== Page excerpt ==

# Noob Question



## TheDreadPirate (Jun 21, 2007)

I downloaded ati tools today and I like it, but it's pretty obvious that I have no idea what I'm doing, so I'm coming here for help.

I've no desire to overclock my comp, it has enough trouble at normals speeds, so all I wanted to do was check temps and things like that because my computer has had overheating problems in the past. I have a Radeon 9800 pro. Here are my questions:

If I scan for artifacts, after about three minutes my computer starts beeping at me and I get yellow lines all across the the 3D view. This is bad, obviously, but what does in mean?

Second, if I try to test max core, it just crashes. This is also bad. What does it mean?

Thanks, and sorry in advance for my noobery.


----------



## Demos_sav (Jun 21, 2007)

It is probably because of the heat. Try better cooling and if your card/processor is already overclocked try lowering their speed


----------



## TheDreadPirate (Jun 22, 2007)

Actually, I took your advice before you even gave it and cleaned out my computer case a lot more thoroughly, and it solved my problem.

Now I'm really a noob.


----------



## Demos_sav (Jun 22, 2007)

TheDreadPirate said:


> Actually, I took your advice before you even gave it and cleaned out my computer case a lot more thoroughly, and it solved my problem.
> 
> Now I'm really a noob.



We were everybody noobs when we started.

I'm happy that you solved your problem


----------



## demonbrawn (Jun 22, 2007)

Hahah, I was an uber noob and asked all kinds of questions... I started out with a 9800pro in my first gaming machine.


----------



## Demos_sav (Jun 22, 2007)

In my first gaming machine lots of years ago I started with a Riva TNT2 Pro


----------

===
== Data provided ==

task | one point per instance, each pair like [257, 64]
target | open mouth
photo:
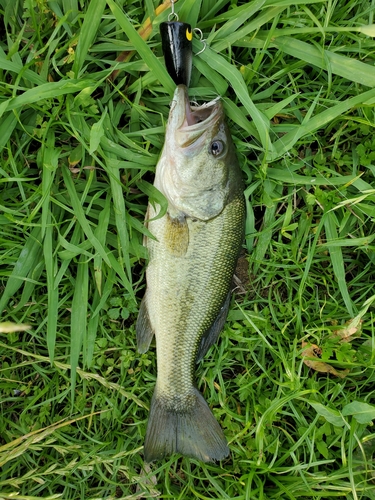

===

Exercises:
1) Answer these questions from the forum thread:
(a) Which graphics card does the first poster have?
(b) What did the first poster do that solved the problem?
(c) Which card was in Demos_sav's first gaming machine?
2) Update the forum thread by writing out the passage again. Begin at the words "# Noob Question" and stop after "does in mean?", replacing "Radeon 9800 pro" with "Radeon 9600 XT".

Results by task:
1)
(a) A Radeon 9800 pro.
(b) The first poster cleaned out the computer case much more thoroughly.
(c) A Riva TNT2 Pro.

2)
# Noob Question



## TheDreadPirate (Jun 21, 2007)

I downloaded ati tools today and I like it, but it's pretty obvious that I have no idea what I'm doing, so I'm coming here for help.

I've no desire to overclock my comp, it has enough trouble at normals speeds, so all I wanted to do was check temps and things like that because my computer has had overheating problems in the past. I have a Radeon 9600 XT. Here are my questions:

If I scan for artifacts, after about three minutes my computer starts beeping at me and I get yellow lines all across the the 3D view. This is bad, obviously, but what does in mean?